___ The records

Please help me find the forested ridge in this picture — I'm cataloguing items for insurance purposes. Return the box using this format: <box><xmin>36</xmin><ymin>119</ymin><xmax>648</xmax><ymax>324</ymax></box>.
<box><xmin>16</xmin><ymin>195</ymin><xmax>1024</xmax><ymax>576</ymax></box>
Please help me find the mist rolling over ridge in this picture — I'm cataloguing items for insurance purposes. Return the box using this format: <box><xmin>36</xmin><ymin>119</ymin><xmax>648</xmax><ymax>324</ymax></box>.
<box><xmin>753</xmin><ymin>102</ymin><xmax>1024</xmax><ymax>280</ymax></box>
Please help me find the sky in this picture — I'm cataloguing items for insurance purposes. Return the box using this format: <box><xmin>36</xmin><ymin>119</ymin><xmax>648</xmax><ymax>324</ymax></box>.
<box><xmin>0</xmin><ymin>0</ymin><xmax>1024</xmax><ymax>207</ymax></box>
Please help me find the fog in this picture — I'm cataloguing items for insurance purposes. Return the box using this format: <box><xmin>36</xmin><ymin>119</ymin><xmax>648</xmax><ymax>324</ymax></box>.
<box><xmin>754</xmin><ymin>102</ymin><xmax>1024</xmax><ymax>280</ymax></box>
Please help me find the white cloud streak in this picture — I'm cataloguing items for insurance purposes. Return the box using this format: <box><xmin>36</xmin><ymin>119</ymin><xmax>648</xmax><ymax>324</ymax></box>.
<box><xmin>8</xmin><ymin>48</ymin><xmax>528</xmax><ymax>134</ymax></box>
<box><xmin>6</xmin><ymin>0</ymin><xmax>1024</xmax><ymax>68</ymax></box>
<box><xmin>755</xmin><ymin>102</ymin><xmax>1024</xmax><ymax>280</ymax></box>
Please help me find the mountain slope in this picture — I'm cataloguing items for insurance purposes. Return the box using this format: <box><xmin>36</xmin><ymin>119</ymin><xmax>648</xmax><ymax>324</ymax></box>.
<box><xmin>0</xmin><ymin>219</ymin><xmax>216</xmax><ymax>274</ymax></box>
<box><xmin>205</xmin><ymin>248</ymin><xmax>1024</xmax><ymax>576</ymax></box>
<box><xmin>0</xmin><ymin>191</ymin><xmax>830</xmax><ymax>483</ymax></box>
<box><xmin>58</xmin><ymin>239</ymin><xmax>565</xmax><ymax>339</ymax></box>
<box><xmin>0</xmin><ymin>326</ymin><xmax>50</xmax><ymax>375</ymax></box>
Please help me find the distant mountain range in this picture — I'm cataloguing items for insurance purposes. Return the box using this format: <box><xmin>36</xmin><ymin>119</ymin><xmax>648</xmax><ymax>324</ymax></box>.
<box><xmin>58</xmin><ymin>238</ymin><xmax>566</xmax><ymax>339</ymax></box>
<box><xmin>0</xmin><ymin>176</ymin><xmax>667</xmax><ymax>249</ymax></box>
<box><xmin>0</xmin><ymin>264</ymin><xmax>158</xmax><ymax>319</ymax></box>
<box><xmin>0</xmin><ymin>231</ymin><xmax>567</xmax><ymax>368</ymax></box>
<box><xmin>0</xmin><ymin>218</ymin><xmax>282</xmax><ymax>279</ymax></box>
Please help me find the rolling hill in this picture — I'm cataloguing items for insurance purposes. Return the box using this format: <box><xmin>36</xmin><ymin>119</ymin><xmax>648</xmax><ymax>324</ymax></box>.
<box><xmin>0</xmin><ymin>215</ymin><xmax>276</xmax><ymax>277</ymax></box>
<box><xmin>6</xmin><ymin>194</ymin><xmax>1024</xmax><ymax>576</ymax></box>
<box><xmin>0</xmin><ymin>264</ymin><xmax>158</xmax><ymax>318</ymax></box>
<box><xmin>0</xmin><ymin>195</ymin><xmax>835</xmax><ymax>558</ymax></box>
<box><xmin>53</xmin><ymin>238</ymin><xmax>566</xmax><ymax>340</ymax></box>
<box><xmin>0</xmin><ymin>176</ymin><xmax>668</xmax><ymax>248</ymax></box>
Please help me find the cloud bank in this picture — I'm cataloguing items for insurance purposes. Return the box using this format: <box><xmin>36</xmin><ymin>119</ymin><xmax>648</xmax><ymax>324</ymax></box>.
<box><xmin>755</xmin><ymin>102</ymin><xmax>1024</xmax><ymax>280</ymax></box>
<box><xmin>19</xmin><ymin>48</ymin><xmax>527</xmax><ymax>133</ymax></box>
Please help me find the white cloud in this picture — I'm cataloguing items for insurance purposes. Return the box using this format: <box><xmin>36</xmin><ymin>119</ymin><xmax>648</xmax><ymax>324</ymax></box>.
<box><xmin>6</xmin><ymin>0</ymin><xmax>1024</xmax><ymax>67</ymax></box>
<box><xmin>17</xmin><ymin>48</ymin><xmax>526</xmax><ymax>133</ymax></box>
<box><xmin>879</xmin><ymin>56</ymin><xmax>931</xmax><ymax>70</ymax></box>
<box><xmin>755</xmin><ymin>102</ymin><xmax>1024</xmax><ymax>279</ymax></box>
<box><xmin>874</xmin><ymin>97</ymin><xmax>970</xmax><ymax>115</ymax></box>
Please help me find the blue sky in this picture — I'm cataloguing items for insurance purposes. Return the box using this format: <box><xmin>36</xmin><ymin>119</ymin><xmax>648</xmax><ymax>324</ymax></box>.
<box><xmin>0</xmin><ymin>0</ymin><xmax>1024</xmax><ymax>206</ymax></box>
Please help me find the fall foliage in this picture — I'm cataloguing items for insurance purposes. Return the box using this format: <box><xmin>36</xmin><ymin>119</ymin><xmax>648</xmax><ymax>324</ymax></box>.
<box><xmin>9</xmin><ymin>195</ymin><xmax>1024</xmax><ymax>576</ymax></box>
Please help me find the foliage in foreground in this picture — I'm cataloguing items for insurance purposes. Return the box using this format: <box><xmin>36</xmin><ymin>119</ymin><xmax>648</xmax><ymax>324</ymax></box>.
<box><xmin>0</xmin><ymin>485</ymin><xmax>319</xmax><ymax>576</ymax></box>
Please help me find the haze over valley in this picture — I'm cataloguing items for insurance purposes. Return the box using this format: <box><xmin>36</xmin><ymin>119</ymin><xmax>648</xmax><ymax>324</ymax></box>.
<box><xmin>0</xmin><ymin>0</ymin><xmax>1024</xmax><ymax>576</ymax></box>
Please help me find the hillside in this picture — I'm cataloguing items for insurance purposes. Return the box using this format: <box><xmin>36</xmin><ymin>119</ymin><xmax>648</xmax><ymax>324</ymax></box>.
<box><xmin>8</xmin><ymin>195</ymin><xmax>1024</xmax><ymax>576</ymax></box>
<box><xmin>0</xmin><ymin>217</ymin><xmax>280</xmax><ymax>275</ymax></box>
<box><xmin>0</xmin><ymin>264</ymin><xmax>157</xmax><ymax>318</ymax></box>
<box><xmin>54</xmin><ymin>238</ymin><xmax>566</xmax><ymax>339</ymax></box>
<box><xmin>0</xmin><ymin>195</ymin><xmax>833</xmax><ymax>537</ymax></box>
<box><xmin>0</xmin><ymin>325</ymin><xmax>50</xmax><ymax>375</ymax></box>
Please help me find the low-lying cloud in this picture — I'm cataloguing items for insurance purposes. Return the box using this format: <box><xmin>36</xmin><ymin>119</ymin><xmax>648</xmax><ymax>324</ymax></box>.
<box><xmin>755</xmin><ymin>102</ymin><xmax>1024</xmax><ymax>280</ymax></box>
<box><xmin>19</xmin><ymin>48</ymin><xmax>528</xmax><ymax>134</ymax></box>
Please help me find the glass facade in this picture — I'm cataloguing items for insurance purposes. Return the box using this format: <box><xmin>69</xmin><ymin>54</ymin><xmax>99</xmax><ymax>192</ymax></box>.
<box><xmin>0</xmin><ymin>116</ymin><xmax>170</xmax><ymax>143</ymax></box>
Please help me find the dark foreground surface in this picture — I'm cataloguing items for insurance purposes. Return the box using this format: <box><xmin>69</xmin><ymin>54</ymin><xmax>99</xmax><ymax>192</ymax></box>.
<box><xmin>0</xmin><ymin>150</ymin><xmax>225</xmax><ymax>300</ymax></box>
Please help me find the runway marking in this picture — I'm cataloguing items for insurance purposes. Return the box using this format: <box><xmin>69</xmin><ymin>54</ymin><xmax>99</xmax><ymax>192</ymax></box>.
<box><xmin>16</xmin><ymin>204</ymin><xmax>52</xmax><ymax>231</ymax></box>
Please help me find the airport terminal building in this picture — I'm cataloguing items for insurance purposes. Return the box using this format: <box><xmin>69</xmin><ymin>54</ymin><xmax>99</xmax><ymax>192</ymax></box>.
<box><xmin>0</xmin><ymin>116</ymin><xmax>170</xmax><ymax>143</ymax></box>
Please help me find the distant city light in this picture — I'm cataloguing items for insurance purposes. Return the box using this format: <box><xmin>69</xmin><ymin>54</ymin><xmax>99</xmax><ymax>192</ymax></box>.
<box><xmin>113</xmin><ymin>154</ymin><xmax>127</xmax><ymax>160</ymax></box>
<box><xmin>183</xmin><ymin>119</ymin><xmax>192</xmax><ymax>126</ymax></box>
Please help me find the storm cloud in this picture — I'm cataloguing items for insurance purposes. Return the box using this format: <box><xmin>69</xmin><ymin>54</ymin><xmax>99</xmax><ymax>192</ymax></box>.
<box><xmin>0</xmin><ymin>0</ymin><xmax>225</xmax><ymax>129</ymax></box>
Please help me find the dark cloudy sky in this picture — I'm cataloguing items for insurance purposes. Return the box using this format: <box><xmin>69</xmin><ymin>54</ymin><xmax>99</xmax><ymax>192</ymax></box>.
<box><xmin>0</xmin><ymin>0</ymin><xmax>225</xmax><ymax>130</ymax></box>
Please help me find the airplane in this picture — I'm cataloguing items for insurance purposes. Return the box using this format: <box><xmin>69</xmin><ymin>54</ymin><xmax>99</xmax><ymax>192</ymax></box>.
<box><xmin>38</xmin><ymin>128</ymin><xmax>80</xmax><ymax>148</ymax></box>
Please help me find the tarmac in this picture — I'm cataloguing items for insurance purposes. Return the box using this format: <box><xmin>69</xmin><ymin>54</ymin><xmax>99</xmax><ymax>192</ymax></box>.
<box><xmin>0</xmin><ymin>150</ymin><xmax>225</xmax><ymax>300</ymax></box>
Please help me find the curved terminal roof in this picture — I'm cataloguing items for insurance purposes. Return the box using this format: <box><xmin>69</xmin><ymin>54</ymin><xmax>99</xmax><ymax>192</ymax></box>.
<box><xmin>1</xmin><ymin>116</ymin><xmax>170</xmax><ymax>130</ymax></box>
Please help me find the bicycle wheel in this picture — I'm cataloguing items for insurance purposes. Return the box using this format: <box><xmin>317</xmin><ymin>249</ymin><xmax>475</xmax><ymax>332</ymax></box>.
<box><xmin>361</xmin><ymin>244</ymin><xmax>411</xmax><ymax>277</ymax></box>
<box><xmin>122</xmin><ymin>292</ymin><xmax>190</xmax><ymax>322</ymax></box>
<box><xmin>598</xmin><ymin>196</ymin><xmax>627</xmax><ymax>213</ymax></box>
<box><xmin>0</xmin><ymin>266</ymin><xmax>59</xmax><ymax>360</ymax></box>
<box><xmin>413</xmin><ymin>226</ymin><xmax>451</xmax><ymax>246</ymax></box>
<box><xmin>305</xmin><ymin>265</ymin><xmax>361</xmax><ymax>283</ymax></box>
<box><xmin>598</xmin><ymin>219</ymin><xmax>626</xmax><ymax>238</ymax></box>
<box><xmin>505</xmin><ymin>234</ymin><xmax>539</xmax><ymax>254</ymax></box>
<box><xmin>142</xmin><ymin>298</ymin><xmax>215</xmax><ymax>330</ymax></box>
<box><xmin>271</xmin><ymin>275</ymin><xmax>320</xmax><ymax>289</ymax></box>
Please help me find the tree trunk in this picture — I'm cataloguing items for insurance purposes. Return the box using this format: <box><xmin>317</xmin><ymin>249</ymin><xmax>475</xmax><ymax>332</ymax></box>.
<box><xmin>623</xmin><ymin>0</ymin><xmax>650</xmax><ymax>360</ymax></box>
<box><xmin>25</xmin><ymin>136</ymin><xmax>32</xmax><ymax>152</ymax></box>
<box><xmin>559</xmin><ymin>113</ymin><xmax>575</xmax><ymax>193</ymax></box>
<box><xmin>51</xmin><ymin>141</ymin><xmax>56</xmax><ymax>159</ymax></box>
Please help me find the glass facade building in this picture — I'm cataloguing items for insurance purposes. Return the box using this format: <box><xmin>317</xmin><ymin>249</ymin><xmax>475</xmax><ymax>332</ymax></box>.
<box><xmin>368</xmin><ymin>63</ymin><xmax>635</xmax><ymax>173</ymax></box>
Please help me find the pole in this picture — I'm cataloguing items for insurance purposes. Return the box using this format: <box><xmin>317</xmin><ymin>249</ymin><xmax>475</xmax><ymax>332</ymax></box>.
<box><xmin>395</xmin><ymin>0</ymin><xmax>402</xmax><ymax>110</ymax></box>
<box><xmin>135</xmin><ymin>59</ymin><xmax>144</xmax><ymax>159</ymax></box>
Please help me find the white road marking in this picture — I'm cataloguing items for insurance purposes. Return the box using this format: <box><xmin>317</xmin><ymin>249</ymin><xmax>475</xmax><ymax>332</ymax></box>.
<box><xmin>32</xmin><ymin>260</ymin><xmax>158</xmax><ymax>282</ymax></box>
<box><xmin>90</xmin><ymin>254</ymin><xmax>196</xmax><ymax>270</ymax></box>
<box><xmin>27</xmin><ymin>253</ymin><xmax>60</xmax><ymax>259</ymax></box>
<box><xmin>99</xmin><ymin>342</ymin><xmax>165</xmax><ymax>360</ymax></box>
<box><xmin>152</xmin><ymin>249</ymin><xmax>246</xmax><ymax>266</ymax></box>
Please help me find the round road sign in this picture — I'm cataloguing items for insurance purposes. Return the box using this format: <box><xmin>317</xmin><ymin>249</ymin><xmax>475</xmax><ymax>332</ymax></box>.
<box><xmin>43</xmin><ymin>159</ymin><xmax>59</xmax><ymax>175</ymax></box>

______

§ What you need to do
Find every line in the records containing the string "foreground", treating uppercase and lowercase as different, and copy each of those lines in full.

§ Exercise result
Please help me find the foliage in foreground in this picture — I'm cataloguing items for insurance purposes. Return the box using this format: <box><xmin>36</xmin><ymin>119</ymin><xmax>648</xmax><ymax>324</ymax></box>.
Please help me find the dark foreground surface in this picture — I'm cataloguing items for insurance purposes. Return the box using this format: <box><xmin>69</xmin><ymin>54</ymin><xmax>99</xmax><ymax>192</ymax></box>.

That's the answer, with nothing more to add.